[Pointing dataset records]
■ ■ ■ ■ ■ ■ ■

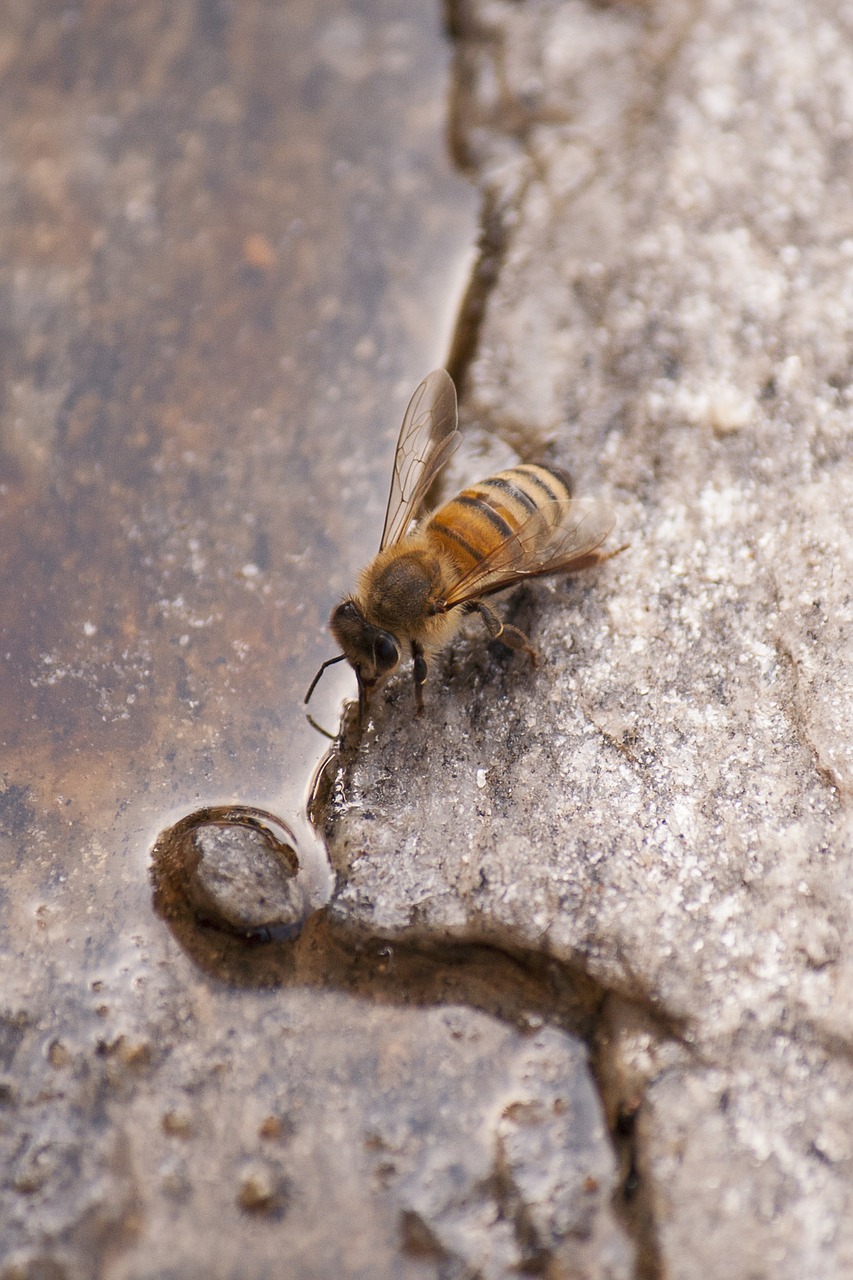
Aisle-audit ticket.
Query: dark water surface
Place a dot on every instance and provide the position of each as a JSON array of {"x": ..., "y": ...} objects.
[{"x": 232, "y": 245}]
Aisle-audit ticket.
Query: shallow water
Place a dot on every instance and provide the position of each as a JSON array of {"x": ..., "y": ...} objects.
[{"x": 235, "y": 243}]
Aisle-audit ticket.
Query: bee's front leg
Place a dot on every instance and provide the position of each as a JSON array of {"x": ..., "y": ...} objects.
[
  {"x": 502, "y": 631},
  {"x": 420, "y": 676}
]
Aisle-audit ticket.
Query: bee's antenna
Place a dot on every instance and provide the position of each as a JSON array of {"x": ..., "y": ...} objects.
[{"x": 329, "y": 662}]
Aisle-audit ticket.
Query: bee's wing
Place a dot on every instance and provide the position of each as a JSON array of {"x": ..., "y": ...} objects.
[
  {"x": 427, "y": 439},
  {"x": 537, "y": 548}
]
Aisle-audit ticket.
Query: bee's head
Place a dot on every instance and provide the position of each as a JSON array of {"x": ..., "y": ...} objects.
[{"x": 370, "y": 652}]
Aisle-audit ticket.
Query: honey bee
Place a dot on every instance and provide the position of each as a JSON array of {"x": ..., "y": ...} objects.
[{"x": 515, "y": 525}]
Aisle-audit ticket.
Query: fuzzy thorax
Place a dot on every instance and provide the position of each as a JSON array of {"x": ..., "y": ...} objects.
[{"x": 400, "y": 589}]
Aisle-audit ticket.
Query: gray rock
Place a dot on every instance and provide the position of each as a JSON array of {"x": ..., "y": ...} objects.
[{"x": 665, "y": 805}]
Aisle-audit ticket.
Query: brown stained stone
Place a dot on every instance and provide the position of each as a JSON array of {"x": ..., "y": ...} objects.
[{"x": 665, "y": 804}]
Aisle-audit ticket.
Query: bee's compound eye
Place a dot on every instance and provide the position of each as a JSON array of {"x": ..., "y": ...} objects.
[{"x": 384, "y": 652}]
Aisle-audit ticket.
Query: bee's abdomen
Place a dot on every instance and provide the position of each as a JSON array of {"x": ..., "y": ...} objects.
[{"x": 470, "y": 526}]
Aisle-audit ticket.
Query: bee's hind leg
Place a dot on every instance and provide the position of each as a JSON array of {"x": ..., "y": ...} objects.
[
  {"x": 420, "y": 676},
  {"x": 502, "y": 631}
]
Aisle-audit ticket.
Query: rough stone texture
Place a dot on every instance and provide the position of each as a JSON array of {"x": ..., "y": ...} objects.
[
  {"x": 666, "y": 804},
  {"x": 445, "y": 1142},
  {"x": 228, "y": 242}
]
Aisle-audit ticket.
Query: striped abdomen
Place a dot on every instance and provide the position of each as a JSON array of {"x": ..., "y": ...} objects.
[{"x": 480, "y": 519}]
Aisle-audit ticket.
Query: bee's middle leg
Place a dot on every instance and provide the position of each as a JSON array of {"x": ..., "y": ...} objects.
[
  {"x": 506, "y": 634},
  {"x": 420, "y": 676}
]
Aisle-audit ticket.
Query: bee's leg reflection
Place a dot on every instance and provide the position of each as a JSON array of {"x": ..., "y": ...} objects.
[
  {"x": 420, "y": 676},
  {"x": 502, "y": 631}
]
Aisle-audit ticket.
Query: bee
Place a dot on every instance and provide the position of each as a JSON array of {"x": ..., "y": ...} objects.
[{"x": 424, "y": 580}]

■ ■ ■ ■ ■ ■ ■

__PROBLEM REQUIREMENTS__
Omit the pictures. Output every record above word for word.

__EXPECTED ANSWER__
Aisle-audit ticket.
Query: dark water surface
Place a dot on every instance and provide the position of each as a JSON array of {"x": ..., "y": ...} objects.
[{"x": 232, "y": 245}]
Aisle-audit ticket.
Query: shallow water
Place a dot on every instance and provide the position of each as a JSON array of {"x": ..., "y": ...} objects.
[{"x": 235, "y": 243}]
Aisle-audit ticket.
Query: bee's front leg
Place a dot on every instance and provide the position of each as a JSON array of {"x": ..., "y": ...} objects.
[
  {"x": 502, "y": 631},
  {"x": 420, "y": 676}
]
Aisle-audit ticket.
Query: bee's antenna
Place a dot on every instance and provide the position of each as a JSON array of {"x": ..., "y": ...} objects.
[{"x": 329, "y": 662}]
Aisle-audit ticket.
Query: bee's wing
Place a dot on every instance and provide the position of each as a JSON array of {"x": ..., "y": ...} objects.
[
  {"x": 427, "y": 439},
  {"x": 537, "y": 548}
]
Aisle-audit ticket.
Query: bee's head
Place a dot on every instance and provide the position of each as a JSON array of {"x": ..., "y": ...} objects.
[{"x": 370, "y": 652}]
Aisle-audit ticket.
Query: honey bee
Place a dot on every instance and provide the position of each as a JSON array of {"x": ..., "y": ...} objects.
[{"x": 515, "y": 525}]
Aisle-audit ticket.
Query: fuzzy thorax
Place a dot on every instance and provide the position of each as a JSON array of {"x": ..., "y": ...} objects.
[{"x": 400, "y": 589}]
Aisle-audit ticket.
Query: gray rock
Place a dot on every instance and provide the position of each as a JSON array of {"x": ..., "y": ...} objects.
[{"x": 665, "y": 805}]
Aisle-audit ticket.
Query: brown stained stone
Place a dot on every instance and provide the position of each as a JSON array of {"x": ..., "y": ...} objects.
[{"x": 665, "y": 804}]
Aisle-audit ticket.
Query: bee's compound eye
Place a dot on every instance and provide the position of each as a JSON array of {"x": ..., "y": ...} objects.
[{"x": 384, "y": 652}]
Aisle-audit ticket.
Query: bee's abdomen
Place a dot on every instance and provide the position of each as a JSON array of {"x": ..., "y": ...} objects.
[{"x": 470, "y": 526}]
Aisle-audit ticket.
Query: bee's hind leg
Place a dot on every instance and provide the position of each as a JSON array of {"x": ..., "y": ...} objects.
[
  {"x": 420, "y": 676},
  {"x": 502, "y": 631}
]
Aisle-audit ticket.
Query: rough stone texture
Place a dot on every instance and provide the position of each as a JSON array of {"x": ..., "y": ...} objects.
[
  {"x": 666, "y": 804},
  {"x": 445, "y": 1142},
  {"x": 228, "y": 242}
]
Aisle-audit ticket.
Query: striped abdomen
Place a dot on every instance and provide the position of each as a JSON array of {"x": ..., "y": ...} objects.
[{"x": 480, "y": 519}]
Aisle-audit ticket.
Query: bee's middle leg
Place a dot on every instance and provide the position of each as a JSON array of {"x": ..., "y": ...} objects.
[
  {"x": 506, "y": 634},
  {"x": 420, "y": 676}
]
Aisle-audit ticket.
Query: bee's leg reflection
Place a dot on every instance and provide the position of each as a JSON array of {"x": ..., "y": ...} objects.
[
  {"x": 420, "y": 676},
  {"x": 502, "y": 631}
]
Aisle-audit ticket.
Query: bee
Place a dot on every instance and provide the position of each as a JSON array of {"x": ..., "y": ...} objects.
[{"x": 424, "y": 580}]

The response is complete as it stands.